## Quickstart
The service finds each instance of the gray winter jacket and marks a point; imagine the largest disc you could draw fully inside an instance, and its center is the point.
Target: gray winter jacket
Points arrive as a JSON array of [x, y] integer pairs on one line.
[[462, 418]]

DESCRIPTION OF THE TASK: Your task is to repeat each line of the material exactly.

OUTPUT FOR THIS EXERCISE:
## Quickstart
The service finds each instance of the gray winter jacket and marks a point; imagine the largest disc you could draw fully inside an instance, and its center is the point.
Target: gray winter jacket
Points arrive as a JSON array of [x, y] integer pairs on one line.
[[462, 418]]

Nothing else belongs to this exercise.